§ STATED PROBLEM 1
In the essay on teaching Taekwon-do patterns, translate the sentence "Every pattern is different, in order to place the student into various and increasingly challenging and complex situations." into Spanish.
§ STATED PROBLEM 2
The essay on teaching Taekwon-do patterns names several advantages of teaching new movements as fundamental movements before teaching the pattern sequence. List all of these advantages.
§ STATED PROBLEM 3
Continue the essay on teaching Taekwon-do patterns from its final sentence onward.

§ TEXT EXTRACT
Thoughts On Teaching Patterns

Mr Royston Lim



At every level of Taekwon-do, from 10th gup to 6th dan, either a single or multiple new patterns must be learned. In the majority of patterns, new techniques from hand and foot techniques, stepping motions to movements of the body are introduced to the student. While each pattern is difficult to master, every student must start somewhere and it is primarily up to the instructor to guide their students towards the mastery of patterns. The following essay will offer personal opinions on teaching patterns and on patterns in general.

Each pattern is a pre-set combination of fundamental movements, putting them together into a complete set of moves which combine to create the pattern. The purpose of patterns is to place a student into a hypothetical situation involving one or more opponents. While performing a pattern, a student is said to be defending, counter-attacking and even attacking these opponents. It is believed that through the practice of patterns, a student will develop these defence, counter-attack and attack movements into conditioned reflexes that are able to be used in self-defence. Every pattern is different, in order to place the student into various and increasingly challenging and complex situations. The purpose of such is to develop reactions to a diverse range of circumstances.

Following the composition of Taekwon-Do, preceding patterns is the teaching of fundamental movements. Through experience, it is a personal belief that before teaching the sequence of movements that together become a pattern, it is important to teach the new movements introduced in the pattern as fundamental movements. This step not only makes learning the pattern easier for the student but also makes teaching the pattern easier for the instructor. Several advantages exist in pursuing teaching fundamental movements before teaching the sequence of movements in patterns. The first is the basic separation of learning new movements from learning a new pattern sequence. This is important so as the student can concentrate on one new experience at a time. Otherwise, students may get anxious at their apparent lack of ability to learn not only a new movement but a new pattern sequence simultaneously. A second advantage in using fundamental movement exercises is to be able to concentrate on teaching correct technique right from the start. In this sense, an instructor can get students comfortable with the correct intermediate position, trajectory and execution of technique, and the correct finishing position of the technique. Lastly, this sets a foundation on which to start working towards the next grading. As part of grading, students are required to demonstrate basic exercises, generally of new techniques introduced at their current level. By performing new techniques as fundamental movements, the student is introduced to the idea of performing each technique on both sides: right and left, setting the correct foundation right from the beginning. Too often at gradings, it is observed that students do not show confidence in performing new techniques in line-work type situations, particularly when the technique is only used on one side in the pattern. The first example of such a movement is in Do-San Tul, where the straight fingertip thrust (san sonkut tulgi) is only performed on the right hand side.

§ EXTRACTED DATA
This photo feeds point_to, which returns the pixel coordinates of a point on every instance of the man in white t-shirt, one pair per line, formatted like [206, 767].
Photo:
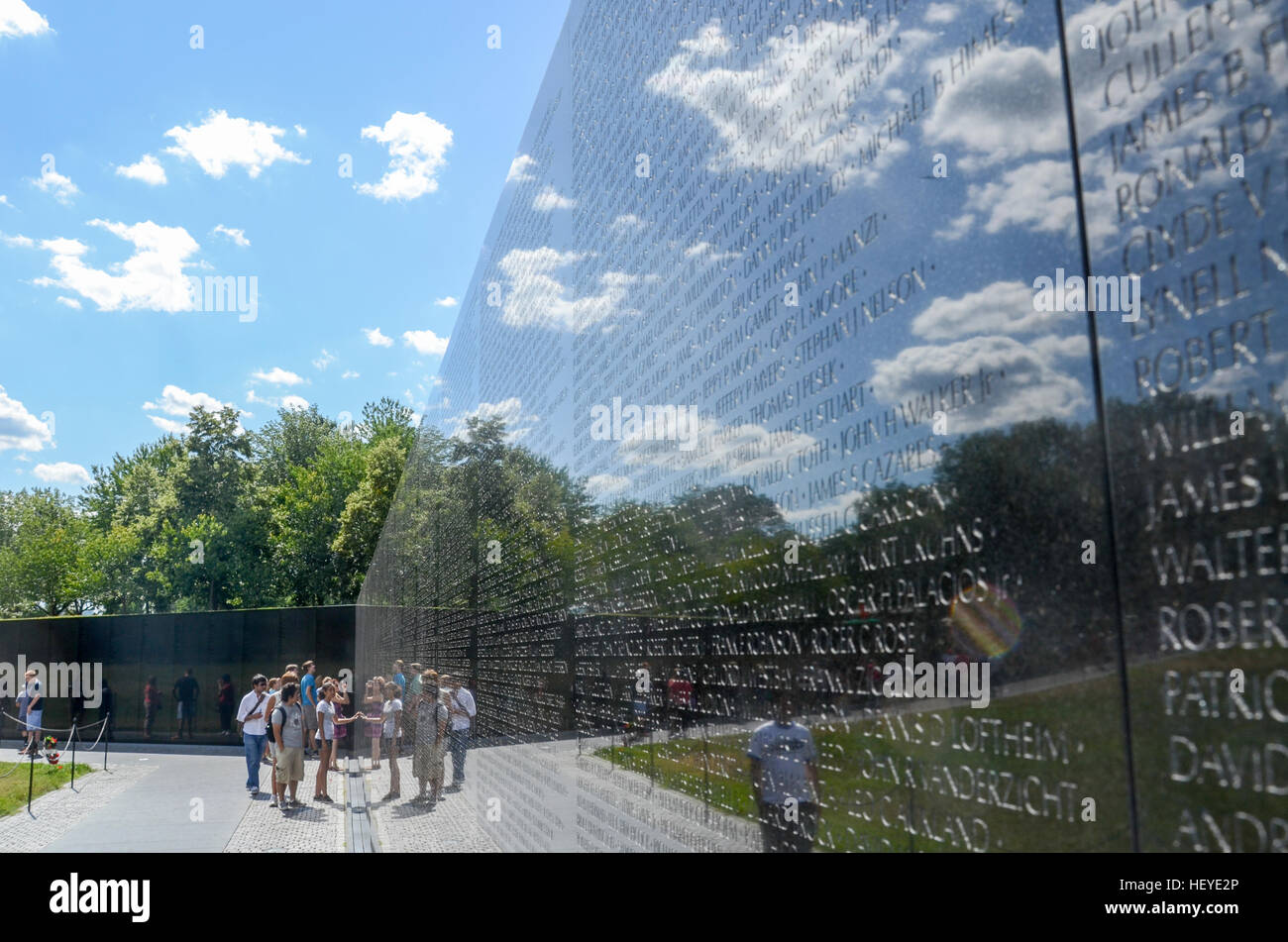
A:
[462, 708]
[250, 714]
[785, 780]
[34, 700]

§ TASK OUTPUT 1
Cada patrón es diferente, con el fin de situar al estudiante en situaciones variadas y cada vez más desafiantes y complejas.

§ TASK OUTPUT 2
1. It separates learning new movements from learning a new pattern sequence, so the student can concentrate on one new experience at a time.
2. It lets the instructor concentrate on teaching correct technique from the start.
3. It sets a foundation for working toward the next grading.

§ TASK OUTPUT 3
However, there must be a warning in following this technique. When a student has graded and obtained their new rank, most students are eager to learn their new pattern as soon as possible. Prolonging the exercise of fundamental movements may create boredom and high levels of anticipation causing students to lose focus. At the extreme end of the spectrum, the extended delay in teaching them their new pattern could possibly discourage students, with some seeing the delay in learning their new pattern as an attempt at holding back a reward which they have earned. While teaching new techniques as fundamental movements, it is recommended to cut-short the process and limit the repetition of movements to eight steps, four forwards and four backwards. This will ensure quick turnaround while introducing the student to the new movements and accruing the advantages mentioned above.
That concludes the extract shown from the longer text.